Note that the superscripted link and the list item are just barely related, structurally speaking.  Their closest ancestor element is the page’s single <main> element, which is the link’s fourth-great-grandparent, and the list item’s third-great-grandparent.  That’s okay!  Much as a <label> can be associated with an input element across DOM structures via its for attribute, any element can be associated with an anchoring element via its anchor attribute.  In both cases, the value is an ID.

So anyway, that means the top edge of the endnote will be absolutely positioned to line up with the top edge of its anchor.  Had I wanted the top of the endnote to line up with the bottom edge of the anchor, I would have said:

 top: anchor(bottom);

But I didn’t.  With the top edges aligned, I now needed to drop the endnote into the space outside the main content column, off to its right.  At first, I did it like this:

 left: anchor(--main right);

Wait.  Before you think you can just automatically use HTML element names as anchor references, well, you can’t.  That --main is what CSS calls a dashed-ident, as in a dashed identifier, and I declared it elsewhere in my CSS.  To wit:

main {
	anchor-name: --main;

That assigns the anchor name --main to the <main> element in the CSS, no HTML attributes required.  Using the name --main to identify the <main> element was me following the common practice of naming things for what they are.  I could have called it --mainElement or --elMain or --main-column or --content or --josephine or --📕😉 or whatever I wanted.  It made the most sense to me to call it --main, so that’s what I picked.

Having done that, I can use the edges of the <main> element as positioning referents for any absolutely (or fixed) positioned element.  Since I wanted the left side of sidenotes to be placed with respect to the right edge of the <main>, I set their left to be anchor(--main right).

Thus, taking these two declarations together, the top edge of a sidenote is positioned with respect to the top edge of its implicit anchor, and its left edge is positioned with respect to the right edge of the anchor named --main.
★ ★ ★ ★ ★
▶ Task statement: Continue the passage on positioning sidenotes with CSS anchor positioning, starting after its final sentence.
★ ★ ★ ★ ★
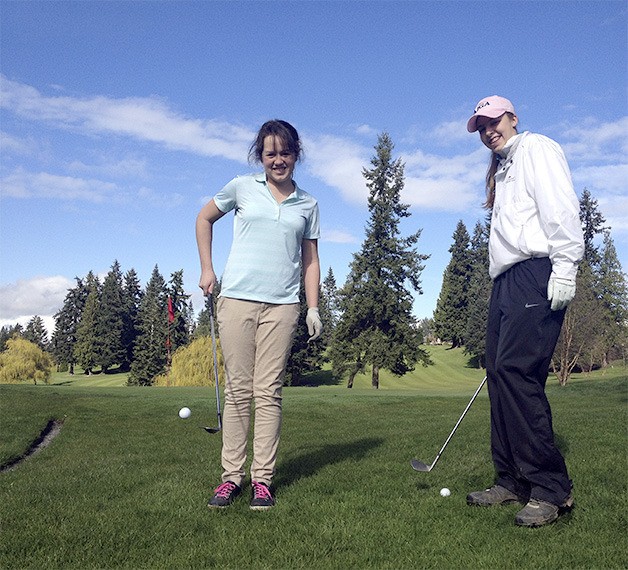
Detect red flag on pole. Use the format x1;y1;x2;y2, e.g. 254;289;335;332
168;297;174;324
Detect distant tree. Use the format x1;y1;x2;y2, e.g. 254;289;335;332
417;318;437;344
74;271;102;374
580;188;608;268
0;337;54;384
553;261;603;386
331;133;429;388
51;277;88;374
434;220;472;348
128;266;168;386
192;281;220;338
464;217;492;368
552;188;610;385
597;229;628;367
0;323;24;352
321;267;340;332
166;270;193;352
120;269;143;371
96;260;126;372
22;315;48;351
★ ★ ★ ★ ★
▶ Output below:
	top: anchor(top);
	left: anchor(--main right);

Yes, I’m anchoring the sidenotes with respect to two completely different anchors, one of which is a descendant of the other.  That’s okay!  You can do that!  Literally, you could position each edge of an anchored element to a separate anchor, regardless of how they relate to each other structurally.

Once I previewed the result of those declarations, I saw I the sidenotes were too close to the main content, which makes sense: I had made the edges adjacent to each other.

Red borders showing the edges of the sidenote and the main column touching.

I thought about using a left margin on the sidenotes to push them over, and that would work fine, but I figured what the heck, CSS has calculation functions and anchor functions can go inside them, and any engine supporting anchor positioning will also support calc(), so why not?  Thus:

 left: calc(anchor(--main right) + 0.5em);

I wrapped those in a media query that only turned the footnotes into sidenotes at or above a certain viewport width, and wrapped that in a feature query so as to keep the styles away from non-anchor-position-understanding browsers, and I had the solution I’d envisioned at the beginning of the project!

Except I didn’t.

Fixing Proximate Overlap

What I’d done was fine as long as the footnotes were well separated.  Remember, these are absolutely positioned elements, so they’re out of the document flow.  Since we still don’t have CSS Exclusions, there needs to be a way to deal with situations where there are two footnotes close to each other.  Without it, you get this sort of thing.

Two sidenotes completely overlapping with each other.  This will not do.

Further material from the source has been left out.